begin

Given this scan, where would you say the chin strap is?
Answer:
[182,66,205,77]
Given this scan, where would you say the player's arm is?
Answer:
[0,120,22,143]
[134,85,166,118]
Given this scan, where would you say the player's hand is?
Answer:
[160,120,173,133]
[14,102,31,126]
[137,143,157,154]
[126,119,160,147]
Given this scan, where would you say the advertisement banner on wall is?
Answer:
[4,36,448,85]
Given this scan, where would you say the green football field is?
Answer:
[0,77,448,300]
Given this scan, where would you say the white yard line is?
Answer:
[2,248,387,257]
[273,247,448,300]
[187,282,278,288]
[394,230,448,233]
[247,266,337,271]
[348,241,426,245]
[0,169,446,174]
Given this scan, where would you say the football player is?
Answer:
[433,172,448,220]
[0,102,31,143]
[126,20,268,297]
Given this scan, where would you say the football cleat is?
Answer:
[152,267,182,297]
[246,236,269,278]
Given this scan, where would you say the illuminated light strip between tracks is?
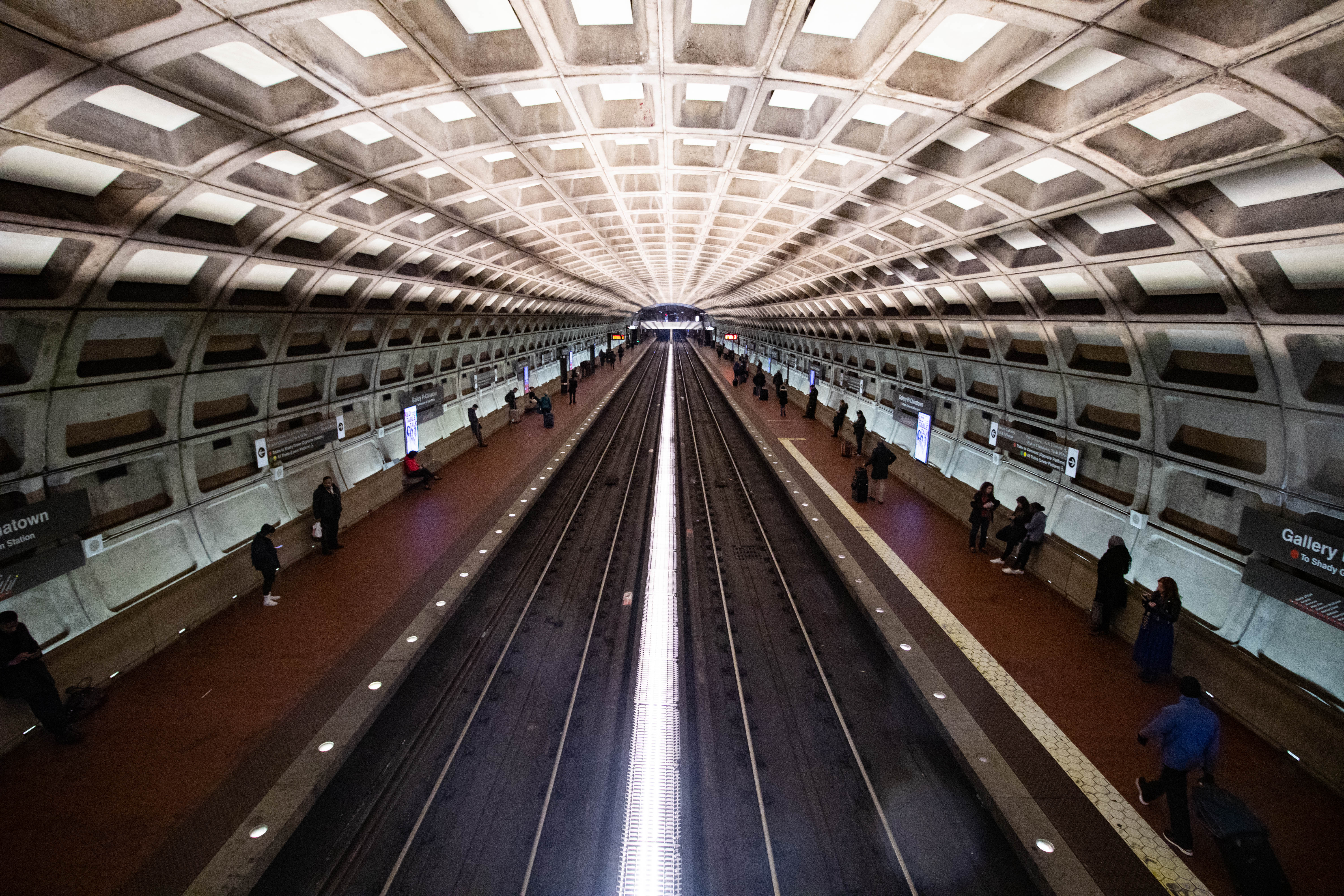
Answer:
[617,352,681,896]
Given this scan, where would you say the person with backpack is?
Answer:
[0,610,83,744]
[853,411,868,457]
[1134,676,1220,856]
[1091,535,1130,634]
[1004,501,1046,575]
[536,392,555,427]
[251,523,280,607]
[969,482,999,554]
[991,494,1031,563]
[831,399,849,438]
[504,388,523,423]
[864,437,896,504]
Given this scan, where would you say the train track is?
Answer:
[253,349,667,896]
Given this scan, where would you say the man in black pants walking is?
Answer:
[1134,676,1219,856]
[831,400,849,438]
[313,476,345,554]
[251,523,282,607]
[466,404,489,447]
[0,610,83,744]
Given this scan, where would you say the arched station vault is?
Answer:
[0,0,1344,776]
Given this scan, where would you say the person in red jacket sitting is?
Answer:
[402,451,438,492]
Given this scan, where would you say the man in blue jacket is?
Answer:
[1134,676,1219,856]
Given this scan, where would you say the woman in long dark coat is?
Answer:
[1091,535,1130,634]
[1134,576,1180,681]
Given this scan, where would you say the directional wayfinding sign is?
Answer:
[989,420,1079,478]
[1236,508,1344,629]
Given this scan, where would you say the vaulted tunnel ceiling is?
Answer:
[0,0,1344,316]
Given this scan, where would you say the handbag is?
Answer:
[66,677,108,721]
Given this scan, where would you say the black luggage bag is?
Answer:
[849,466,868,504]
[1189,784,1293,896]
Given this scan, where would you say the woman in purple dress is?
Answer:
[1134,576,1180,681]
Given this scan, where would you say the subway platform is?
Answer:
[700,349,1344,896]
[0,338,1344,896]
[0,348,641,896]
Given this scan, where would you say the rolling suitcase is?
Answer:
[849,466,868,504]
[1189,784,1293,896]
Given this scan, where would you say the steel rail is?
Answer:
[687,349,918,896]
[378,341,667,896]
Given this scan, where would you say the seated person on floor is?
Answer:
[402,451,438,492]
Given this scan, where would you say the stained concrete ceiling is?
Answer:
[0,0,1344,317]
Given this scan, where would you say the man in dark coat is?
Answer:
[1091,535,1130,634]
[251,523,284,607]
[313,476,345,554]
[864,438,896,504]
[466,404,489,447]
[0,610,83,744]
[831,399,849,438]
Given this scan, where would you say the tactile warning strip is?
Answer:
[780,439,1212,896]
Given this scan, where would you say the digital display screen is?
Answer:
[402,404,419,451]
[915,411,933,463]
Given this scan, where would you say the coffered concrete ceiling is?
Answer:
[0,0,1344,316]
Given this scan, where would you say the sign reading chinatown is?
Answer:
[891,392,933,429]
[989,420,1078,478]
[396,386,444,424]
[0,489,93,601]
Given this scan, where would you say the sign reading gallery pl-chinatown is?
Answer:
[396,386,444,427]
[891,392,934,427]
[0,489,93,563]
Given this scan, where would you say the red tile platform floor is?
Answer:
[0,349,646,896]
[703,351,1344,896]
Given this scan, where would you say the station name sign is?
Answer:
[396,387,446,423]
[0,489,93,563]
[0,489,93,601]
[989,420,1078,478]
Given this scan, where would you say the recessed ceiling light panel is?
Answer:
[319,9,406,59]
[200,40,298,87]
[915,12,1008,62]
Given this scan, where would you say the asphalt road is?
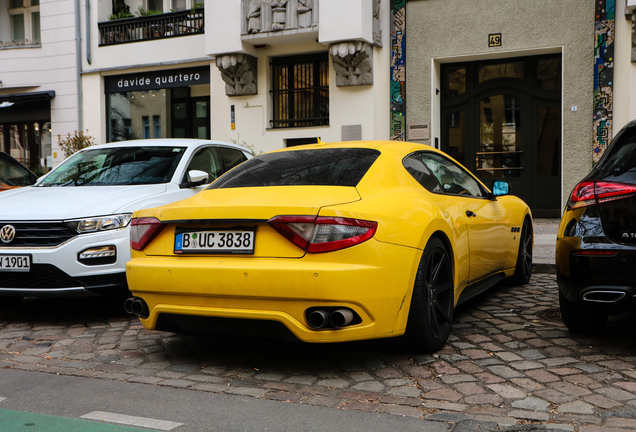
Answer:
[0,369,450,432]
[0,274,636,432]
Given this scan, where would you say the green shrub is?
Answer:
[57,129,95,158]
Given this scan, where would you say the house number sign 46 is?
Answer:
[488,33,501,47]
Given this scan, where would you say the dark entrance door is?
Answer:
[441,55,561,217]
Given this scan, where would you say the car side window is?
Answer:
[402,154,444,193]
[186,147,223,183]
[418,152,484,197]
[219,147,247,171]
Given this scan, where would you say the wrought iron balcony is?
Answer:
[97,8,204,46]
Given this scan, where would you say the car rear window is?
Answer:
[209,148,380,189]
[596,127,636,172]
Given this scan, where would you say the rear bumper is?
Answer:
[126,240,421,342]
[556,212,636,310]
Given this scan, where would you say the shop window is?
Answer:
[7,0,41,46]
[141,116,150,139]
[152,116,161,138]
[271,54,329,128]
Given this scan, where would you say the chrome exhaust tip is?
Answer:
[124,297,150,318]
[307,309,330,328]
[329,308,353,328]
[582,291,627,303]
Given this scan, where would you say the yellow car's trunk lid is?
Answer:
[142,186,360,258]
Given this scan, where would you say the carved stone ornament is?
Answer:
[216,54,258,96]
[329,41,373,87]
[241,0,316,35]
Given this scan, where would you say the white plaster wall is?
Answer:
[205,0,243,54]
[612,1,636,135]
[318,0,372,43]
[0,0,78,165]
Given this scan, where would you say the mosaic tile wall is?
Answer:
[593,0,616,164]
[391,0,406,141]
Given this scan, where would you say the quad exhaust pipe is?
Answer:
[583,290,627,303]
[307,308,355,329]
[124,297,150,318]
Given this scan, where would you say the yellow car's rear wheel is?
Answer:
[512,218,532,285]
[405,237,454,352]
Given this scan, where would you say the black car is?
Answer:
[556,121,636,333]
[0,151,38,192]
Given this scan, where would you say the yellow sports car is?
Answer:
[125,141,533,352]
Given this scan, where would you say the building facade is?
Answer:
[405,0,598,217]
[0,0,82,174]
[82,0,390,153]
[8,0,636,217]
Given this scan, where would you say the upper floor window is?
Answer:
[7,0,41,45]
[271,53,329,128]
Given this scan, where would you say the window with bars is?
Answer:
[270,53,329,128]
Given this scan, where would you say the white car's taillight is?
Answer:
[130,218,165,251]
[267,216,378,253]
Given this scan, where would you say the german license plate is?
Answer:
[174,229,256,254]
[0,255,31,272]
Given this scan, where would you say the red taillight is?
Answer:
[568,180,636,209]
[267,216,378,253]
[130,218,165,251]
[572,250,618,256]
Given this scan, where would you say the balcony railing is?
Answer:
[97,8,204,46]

end

> **To do**: Convert every line of the material into a Markdown table with the columns "Row" and "Line," numbering each line in order and skipping blank lines. Omit the pictures from the table.

> **Reply**:
| Row | Line |
|---|---|
| 1 | Given this scan, where would you say the chin strap is? |
| 2 | Answer: |
| 3 | [182,66,205,77] |
| 4 | Given this scan, where would you say the player's arm is? |
| 5 | Answer: |
| 6 | [0,120,22,143] |
| 7 | [134,85,166,118] |
| 8 | Given this scan, where would you say the player's hand is? |
| 9 | Answer: |
| 10 | [160,120,173,133] |
| 11 | [14,102,31,126] |
| 12 | [137,143,157,154] |
| 13 | [126,119,160,147] |
| 14 | Given this scan, where would you say the advertisement banner on wall is? |
| 15 | Answer: |
| 16 | [4,36,448,85] |
| 17 | Given this scan, where would you say the green football field is? |
| 18 | Answer: |
| 19 | [0,77,448,300] |
| 20 | Given this scan, where would you say the white yard line is? |
| 21 | Answer: |
| 22 | [2,248,387,257] |
| 23 | [273,247,448,300] |
| 24 | [187,282,278,288] |
| 25 | [394,230,448,233] |
| 26 | [247,266,337,271] |
| 27 | [348,241,426,245] |
| 28 | [0,169,446,174] |
| 29 | Given this scan, where would you say the football player is? |
| 30 | Answer: |
| 31 | [433,172,448,220] |
| 32 | [0,102,31,143] |
| 33 | [126,20,268,297] |
| 34 | Given this scan, where would you say the football cleat is? |
| 35 | Answer: |
| 36 | [152,267,182,297] |
| 37 | [246,236,269,278] |
| 38 | Given this scan, where would you say the illuminated light strip between tracks is? |
| 39 | Answer: |
| 40 | [617,352,681,896] |
| 41 | Given this scan, where would you say the person with backpack is? |
| 42 | Answer: |
| 43 | [0,610,83,744] |
| 44 | [853,411,868,457] |
| 45 | [1134,676,1220,856] |
| 46 | [1091,535,1130,634] |
| 47 | [1004,501,1046,575] |
| 48 | [536,392,555,427] |
| 49 | [251,523,280,607] |
| 50 | [969,482,999,554] |
| 51 | [991,494,1031,563] |
| 52 | [831,399,849,438] |
| 53 | [504,388,523,423] |
| 54 | [864,437,896,504] |
| 55 | Given this scan, where would you say the train track is? |
| 56 | Answer: |
| 57 | [253,349,667,896] |
| 58 | Given this scan, where would you say the man in black pants walking is? |
| 59 | Answer: |
| 60 | [1134,676,1219,856] |
| 61 | [831,400,849,438] |
| 62 | [313,476,345,554] |
| 63 | [251,523,282,607] |
| 64 | [466,404,489,447] |
| 65 | [0,610,83,744] |
| 66 | Given this scan, where would you say the arched station vault is? |
| 67 | Answer: |
| 68 | [0,0,1344,776] |
| 69 | Given this scan, where would you say the person in red jacket sitting is? |
| 70 | Answer: |
| 71 | [402,451,438,492] |
| 72 | Given this scan, where would you say the man in blue jacket is? |
| 73 | Answer: |
| 74 | [1134,676,1219,856] |
| 75 | Given this scan, where would you say the woman in long dark coat is? |
| 76 | Answer: |
| 77 | [1091,535,1130,634] |
| 78 | [1134,576,1180,681] |
| 79 | Given this scan, where would you say the directional wayfinding sign is? |
| 80 | Answer: |
| 81 | [989,420,1079,478] |
| 82 | [1236,508,1344,629] |
| 83 | Given this scan, where would you say the vaulted tunnel ceiling is? |
| 84 | Answer: |
| 85 | [0,0,1344,316] |
| 86 | Given this scan, where would you say the handbag is? |
| 87 | Answer: |
| 88 | [66,677,108,721] |
| 89 | Given this scan, where would you say the black luggage bag is? |
| 90 | Answer: |
| 91 | [849,466,868,504] |
| 92 | [1189,784,1293,896] |
| 93 | Given this scan, where would you say the woman in purple dress is? |
| 94 | Answer: |
| 95 | [1134,576,1180,681] |
| 96 | Given this scan, where would you say the subway platform is? |
| 97 | Answer: |
| 98 | [700,349,1344,896] |
| 99 | [0,338,1344,896] |
| 100 | [0,348,641,896] |
| 101 | Given this scan, where would you say the rolling suitcase is? |
| 102 | Answer: |
| 103 | [849,466,868,504] |
| 104 | [1189,784,1293,896] |
| 105 | Given this scan, where would you say the steel rail is? |
| 106 | Answer: |
| 107 | [687,349,918,896] |
| 108 | [378,341,667,896] |
| 109 | Given this scan, where would you say the seated person on floor is? |
| 110 | Answer: |
| 111 | [402,451,438,492] |
| 112 | Given this scan, where would you say the stained concrete ceiling is? |
| 113 | Answer: |
| 114 | [0,0,1344,317] |
| 115 | Given this scan, where would you say the man in dark coat is? |
| 116 | Answer: |
| 117 | [1091,535,1130,634] |
| 118 | [251,523,284,607] |
| 119 | [313,476,345,554] |
| 120 | [864,438,896,504] |
| 121 | [466,404,489,447] |
| 122 | [0,610,83,744] |
| 123 | [831,399,849,438] |
| 124 | Given this scan, where would you say the tactile warning strip is? |
| 125 | Answer: |
| 126 | [780,439,1212,896] |
| 127 | Given this scan, where would you say the digital display screen is? |
| 128 | Answer: |
| 129 | [402,404,419,451] |
| 130 | [915,411,933,463] |
| 131 | Given this scan, where would you say the coffered concrete ceiling is? |
| 132 | Answer: |
| 133 | [0,0,1344,316] |
| 134 | Given this scan, where would you say the sign reading chinatown is? |
| 135 | Answer: |
| 136 | [891,392,933,429] |
| 137 | [989,420,1078,478] |
| 138 | [396,386,444,424] |
| 139 | [0,489,93,601] |
| 140 | Given this scan, where would you say the sign reading gallery pl-chinatown is? |
| 141 | Answer: |
| 142 | [396,386,444,427] |
| 143 | [891,392,934,427] |
| 144 | [0,489,93,563] |
| 145 | Given this scan, where would you say the red tile platform floor is? |
| 146 | Answer: |
| 147 | [0,349,646,896] |
| 148 | [703,351,1344,896] |
| 149 | Given this scan, where would you say the station name sign is? |
| 150 | Answer: |
| 151 | [396,387,446,423] |
| 152 | [0,489,93,563] |
| 153 | [0,489,93,601] |
| 154 | [989,420,1078,478] |
| 155 | Given this scan, where would you say the recessed ceiling light panel is? |
| 156 | Answer: |
| 157 | [319,9,406,59] |
| 158 | [200,40,298,87] |
| 159 | [915,12,1008,62] |
| 160 | Given this scan, where would you say the asphalt road is? |
| 161 | Answer: |
| 162 | [0,369,450,432] |
| 163 | [0,274,636,432] |
| 164 | Given this scan, where would you say the green shrub is? |
| 165 | Answer: |
| 166 | [57,129,95,158] |
| 167 | Given this scan, where would you say the house number sign 46 is? |
| 168 | Answer: |
| 169 | [488,33,501,47] |
| 170 | Given this scan, where would you say the dark entrance door is? |
| 171 | Answer: |
| 172 | [441,55,561,217] |
| 173 | Given this scan, where would you say the car side window is? |
| 174 | Answer: |
| 175 | [402,154,444,193] |
| 176 | [186,147,223,183] |
| 177 | [418,152,484,197] |
| 178 | [219,147,247,171] |
| 179 | Given this scan, where would you say the wrought iron balcony is? |
| 180 | Answer: |
| 181 | [97,8,204,46] |
| 182 | Given this scan, where would you say the car rear window is? |
| 183 | Answer: |
| 184 | [209,148,380,189] |
| 185 | [596,127,636,172] |
| 186 | Given this scan, where would you say the rear bumper is? |
| 187 | Answer: |
| 188 | [126,240,421,342] |
| 189 | [556,212,636,310] |
| 190 | Given this scan, where would you say the shop window is? |
| 191 | Answer: |
| 192 | [7,0,41,46] |
| 193 | [141,116,150,139] |
| 194 | [152,116,161,138] |
| 195 | [271,54,329,128] |
| 196 | Given this scan, where would you say the chrome exhaust tip is? |
| 197 | Answer: |
| 198 | [124,297,150,318] |
| 199 | [307,309,330,328] |
| 200 | [329,308,353,328] |
| 201 | [582,291,627,303] |
| 202 | Given this scan, where would you say the yellow car's trunk lid is? |
| 203 | Answer: |
| 204 | [142,186,360,258] |
| 205 | Given this scan, where would you say the carved stone ornament is? |
| 206 | Answer: |
| 207 | [216,54,258,96] |
| 208 | [329,41,373,87] |
| 209 | [241,0,316,35] |
| 210 | Given this scan, where would you say the white plaster wall is? |
| 211 | Answer: |
| 212 | [205,0,243,54] |
| 213 | [612,1,636,135] |
| 214 | [318,0,372,43] |
| 215 | [0,0,78,165] |
| 216 | Given this scan, where would you say the mosaic tile wall is? |
| 217 | Answer: |
| 218 | [593,0,616,164] |
| 219 | [391,0,406,141] |
| 220 | Given this scan, where would you say the quad exhaust pipe is? |
| 221 | Answer: |
| 222 | [583,290,627,303] |
| 223 | [307,308,355,329] |
| 224 | [124,297,150,318] |
| 225 | Given this scan, where would you say the yellow car's rear wheel is? |
| 226 | Answer: |
| 227 | [512,218,532,285] |
| 228 | [405,237,454,352] |
| 229 | Given this scan, where would you say the black car is? |
| 230 | Answer: |
| 231 | [556,121,636,333] |
| 232 | [0,151,38,192] |
| 233 | Given this scan, where would you say the yellow sports car is? |
| 234 | Answer: |
| 235 | [125,141,533,352] |
| 236 | Given this scan, where would you say the building facade is? |
| 237 | Answer: |
| 238 | [405,0,598,217] |
| 239 | [0,0,82,174] |
| 240 | [82,0,390,153] |
| 241 | [8,0,636,217] |
| 242 | Given this scan, where would you say the upper floor window is? |
| 243 | Answer: |
| 244 | [7,0,41,45] |
| 245 | [271,53,329,128] |
| 246 | Given this scan, where would you say the window with bars is? |
| 247 | Answer: |
| 248 | [270,53,329,128] |
| 249 | Given this scan, where would you say the white car's taillight is? |
| 250 | Answer: |
| 251 | [130,218,165,251] |
| 252 | [267,216,378,253] |
| 253 | Given this scan, where would you say the german license plate is? |
| 254 | Answer: |
| 255 | [174,229,256,254] |
| 256 | [0,255,31,272] |
| 257 | Given this scan, where would you say the red taillight is? |
| 258 | Answer: |
| 259 | [568,180,636,209] |
| 260 | [267,216,378,253] |
| 261 | [130,218,165,251] |
| 262 | [572,250,618,256] |
| 263 | Given this scan, where would you say the balcony railing is? |
| 264 | Answer: |
| 265 | [97,8,204,46] |